#### [Problem details]
Reproduce each record exactly, leaving out no line.

=== Data supplied ===

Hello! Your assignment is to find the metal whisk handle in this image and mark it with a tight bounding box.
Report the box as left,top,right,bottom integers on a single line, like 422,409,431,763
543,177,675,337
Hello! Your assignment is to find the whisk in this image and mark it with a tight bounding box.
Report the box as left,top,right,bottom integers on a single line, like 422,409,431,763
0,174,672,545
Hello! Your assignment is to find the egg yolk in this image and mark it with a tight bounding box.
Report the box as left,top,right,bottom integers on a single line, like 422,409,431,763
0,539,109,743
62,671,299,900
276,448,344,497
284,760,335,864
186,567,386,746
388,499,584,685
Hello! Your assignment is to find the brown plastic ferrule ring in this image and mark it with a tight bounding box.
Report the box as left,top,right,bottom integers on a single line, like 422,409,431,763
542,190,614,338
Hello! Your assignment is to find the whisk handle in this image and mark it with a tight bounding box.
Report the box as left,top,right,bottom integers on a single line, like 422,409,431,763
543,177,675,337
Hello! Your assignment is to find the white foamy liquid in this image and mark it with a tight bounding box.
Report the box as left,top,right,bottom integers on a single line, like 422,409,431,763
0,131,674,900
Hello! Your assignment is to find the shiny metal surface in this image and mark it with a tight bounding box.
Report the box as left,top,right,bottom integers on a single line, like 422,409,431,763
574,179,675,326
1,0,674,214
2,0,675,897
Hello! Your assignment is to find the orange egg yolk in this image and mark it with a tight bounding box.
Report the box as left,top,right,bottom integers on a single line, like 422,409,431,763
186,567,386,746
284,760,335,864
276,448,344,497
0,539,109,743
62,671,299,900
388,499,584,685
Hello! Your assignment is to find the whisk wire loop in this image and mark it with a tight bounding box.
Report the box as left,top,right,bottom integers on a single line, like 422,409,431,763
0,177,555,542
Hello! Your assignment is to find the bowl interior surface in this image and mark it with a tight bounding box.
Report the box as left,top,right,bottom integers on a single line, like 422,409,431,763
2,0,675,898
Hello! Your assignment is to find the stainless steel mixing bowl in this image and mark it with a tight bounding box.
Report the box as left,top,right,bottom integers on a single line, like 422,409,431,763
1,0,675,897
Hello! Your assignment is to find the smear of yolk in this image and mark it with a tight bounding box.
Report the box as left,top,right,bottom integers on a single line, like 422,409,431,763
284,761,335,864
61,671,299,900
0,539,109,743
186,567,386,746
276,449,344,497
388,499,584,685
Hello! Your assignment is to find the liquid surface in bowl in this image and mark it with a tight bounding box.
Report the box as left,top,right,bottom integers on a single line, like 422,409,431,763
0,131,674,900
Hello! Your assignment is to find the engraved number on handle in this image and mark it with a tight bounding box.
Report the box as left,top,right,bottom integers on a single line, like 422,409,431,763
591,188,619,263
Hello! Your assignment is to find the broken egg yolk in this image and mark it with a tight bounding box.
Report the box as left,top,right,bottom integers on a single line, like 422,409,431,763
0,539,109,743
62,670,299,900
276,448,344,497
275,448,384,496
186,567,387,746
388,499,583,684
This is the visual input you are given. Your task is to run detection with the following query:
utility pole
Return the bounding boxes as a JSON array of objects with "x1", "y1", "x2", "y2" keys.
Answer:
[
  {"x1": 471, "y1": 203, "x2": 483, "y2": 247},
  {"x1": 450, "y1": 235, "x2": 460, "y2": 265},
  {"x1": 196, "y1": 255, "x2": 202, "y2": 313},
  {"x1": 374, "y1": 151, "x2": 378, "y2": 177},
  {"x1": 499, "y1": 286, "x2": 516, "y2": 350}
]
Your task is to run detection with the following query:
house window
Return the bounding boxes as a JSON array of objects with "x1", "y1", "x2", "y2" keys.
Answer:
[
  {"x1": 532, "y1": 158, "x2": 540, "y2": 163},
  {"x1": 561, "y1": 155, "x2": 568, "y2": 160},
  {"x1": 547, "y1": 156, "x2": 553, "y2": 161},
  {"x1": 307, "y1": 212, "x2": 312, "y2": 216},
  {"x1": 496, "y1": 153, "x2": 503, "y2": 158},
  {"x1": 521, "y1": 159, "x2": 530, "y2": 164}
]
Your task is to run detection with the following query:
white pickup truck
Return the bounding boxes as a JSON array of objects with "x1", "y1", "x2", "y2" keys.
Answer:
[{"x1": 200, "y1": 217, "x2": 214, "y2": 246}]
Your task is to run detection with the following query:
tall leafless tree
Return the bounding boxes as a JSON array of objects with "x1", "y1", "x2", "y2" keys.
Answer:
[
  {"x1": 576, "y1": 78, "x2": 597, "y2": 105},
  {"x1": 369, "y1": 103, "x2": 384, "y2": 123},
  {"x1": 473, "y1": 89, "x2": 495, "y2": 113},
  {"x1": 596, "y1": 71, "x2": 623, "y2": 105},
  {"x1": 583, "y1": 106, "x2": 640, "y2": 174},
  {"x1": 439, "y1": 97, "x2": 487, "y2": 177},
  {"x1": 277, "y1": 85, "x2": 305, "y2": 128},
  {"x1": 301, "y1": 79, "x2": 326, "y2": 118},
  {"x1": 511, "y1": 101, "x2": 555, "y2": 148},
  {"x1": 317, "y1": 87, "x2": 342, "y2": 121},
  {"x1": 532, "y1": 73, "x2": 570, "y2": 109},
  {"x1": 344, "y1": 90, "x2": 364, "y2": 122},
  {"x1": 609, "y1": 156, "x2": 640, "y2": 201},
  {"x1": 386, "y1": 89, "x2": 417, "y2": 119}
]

===

#### [Expected answer]
Hello! Your assignment is to find the metal whisk handle in this image and mark it with a tight bounding box.
Report the box as left,top,right,bottom integers on a single line, like 422,409,431,763
543,177,675,337
Hello! Your assignment is to find the whisk in this image and mark it with a tight bounding box.
Report the box as left,top,right,bottom integers on a single line, like 422,409,431,763
0,174,672,545
Hello! Your assignment is to find the egg yolk in this image and mark it with a tight bounding box.
Report the box as left,top,right,bottom integers on a single line, like 422,409,431,763
0,539,109,743
62,671,299,900
276,448,344,497
284,760,335,864
186,567,386,746
388,499,584,685
Hello! Your assignment is to find the brown plastic ferrule ring in this image and mark it with a tight bounding box.
Report the box as left,top,right,bottom integers on a single line, like 422,409,431,763
542,190,614,338
Hello! Your assignment is to find the whisk handle in this image and mark it with a tight bounding box.
Report the box as left,top,right,bottom integers on a single line, like 422,409,431,763
543,177,675,337
Hello! Your assignment is to find the white foamy liquid in this image and mark it with a tight bounding box.
Report the box as left,top,right,bottom integers on a single line, like 422,409,431,763
0,131,674,900
Hello! Your assignment is to find the shiny metal surface in this image and mark it with a tight bounding box.
Report the box as left,top,right,bottom integers on a single line, like 422,409,431,763
574,179,675,326
1,0,674,214
2,0,675,897
Hello! Your assignment is to find the orange egg yolk in this image and mark it with a tight bounding box.
Report the box as left,top,right,bottom integers on a single line, like 422,409,431,763
186,567,386,746
284,760,335,864
276,448,344,497
0,539,109,743
62,671,299,900
388,499,584,685
Hello! Your assignment is to find the whisk wire loop in this image and mark it with a tight bounding box.
Report the box as left,top,right,bottom integers on a single line, like 422,409,431,763
0,177,555,542
Hello! Your assignment is to find the bowl interior surface in this image and mark it with a tight bounding box.
Report the box as left,top,right,bottom integers on a single line, like 422,409,431,763
2,0,675,898
Hello! Your assignment is to find the stainless steel mixing bowl in this image and mark it with a tight bounding box.
Report the box as left,top,right,bottom integers on a single line, like 422,409,431,763
1,0,675,897
Hello! Your assignment is to find the smear of yolk in this image and mark it with a tight bounding box.
Report the box as left,top,right,bottom integers on a single line, like 422,409,431,763
284,761,335,864
61,671,299,900
0,539,109,743
186,567,386,746
276,449,344,497
388,499,584,685
Hello! Your assignment is to find the liquid surface in bowl in this image and mark it with a tight bounding box.
Report the box as left,top,right,bottom integers on a single line, like 422,409,431,763
0,131,674,900
Hello! Your assignment is to find the engraved number on handle in this image and mark it with a tight bounding box.
Report the box as left,top,right,bottom integers on a single line, like 422,409,431,763
591,188,619,263
Hello! Your assignment is to find the broken egg yolk in this image and mark it with a tight bounding box.
Report the box as left,top,right,bottom integers on a single line, like 422,409,431,763
0,539,109,743
62,670,299,900
276,448,344,497
275,448,384,496
186,567,387,746
388,499,583,684
This is the visual input you are given. Your task is to run detection with the following query:
utility pole
Return the bounding boxes as a JSON array of objects with "x1", "y1", "x2", "y2" keys.
Answer:
[
  {"x1": 471, "y1": 203, "x2": 483, "y2": 247},
  {"x1": 450, "y1": 235, "x2": 460, "y2": 265},
  {"x1": 196, "y1": 255, "x2": 202, "y2": 313},
  {"x1": 374, "y1": 151, "x2": 378, "y2": 177},
  {"x1": 499, "y1": 286, "x2": 516, "y2": 350}
]
Your task is to run detection with the following query:
house window
Return the bounding boxes as a JSON array of objects with "x1", "y1", "x2", "y2" keys.
Answer:
[
  {"x1": 532, "y1": 158, "x2": 540, "y2": 163},
  {"x1": 561, "y1": 155, "x2": 568, "y2": 160},
  {"x1": 547, "y1": 156, "x2": 553, "y2": 161},
  {"x1": 307, "y1": 212, "x2": 312, "y2": 216},
  {"x1": 496, "y1": 153, "x2": 503, "y2": 158},
  {"x1": 521, "y1": 159, "x2": 530, "y2": 164}
]
Your task is to run detection with the following query:
white pickup truck
Return the bounding boxes as a JSON array of objects with "x1", "y1", "x2", "y2" keys.
Answer:
[{"x1": 200, "y1": 217, "x2": 214, "y2": 246}]
Your task is to run detection with the following query:
tall leafless tree
Return the bounding boxes as a JSON array of objects with "x1", "y1", "x2", "y2" keys.
Answer:
[
  {"x1": 576, "y1": 78, "x2": 597, "y2": 105},
  {"x1": 369, "y1": 103, "x2": 384, "y2": 123},
  {"x1": 473, "y1": 89, "x2": 495, "y2": 113},
  {"x1": 596, "y1": 71, "x2": 623, "y2": 105},
  {"x1": 583, "y1": 106, "x2": 640, "y2": 174},
  {"x1": 439, "y1": 97, "x2": 487, "y2": 177},
  {"x1": 277, "y1": 85, "x2": 305, "y2": 128},
  {"x1": 301, "y1": 79, "x2": 326, "y2": 118},
  {"x1": 511, "y1": 101, "x2": 555, "y2": 148},
  {"x1": 317, "y1": 87, "x2": 342, "y2": 121},
  {"x1": 532, "y1": 73, "x2": 570, "y2": 109},
  {"x1": 344, "y1": 90, "x2": 364, "y2": 122},
  {"x1": 609, "y1": 156, "x2": 640, "y2": 201},
  {"x1": 386, "y1": 89, "x2": 417, "y2": 119}
]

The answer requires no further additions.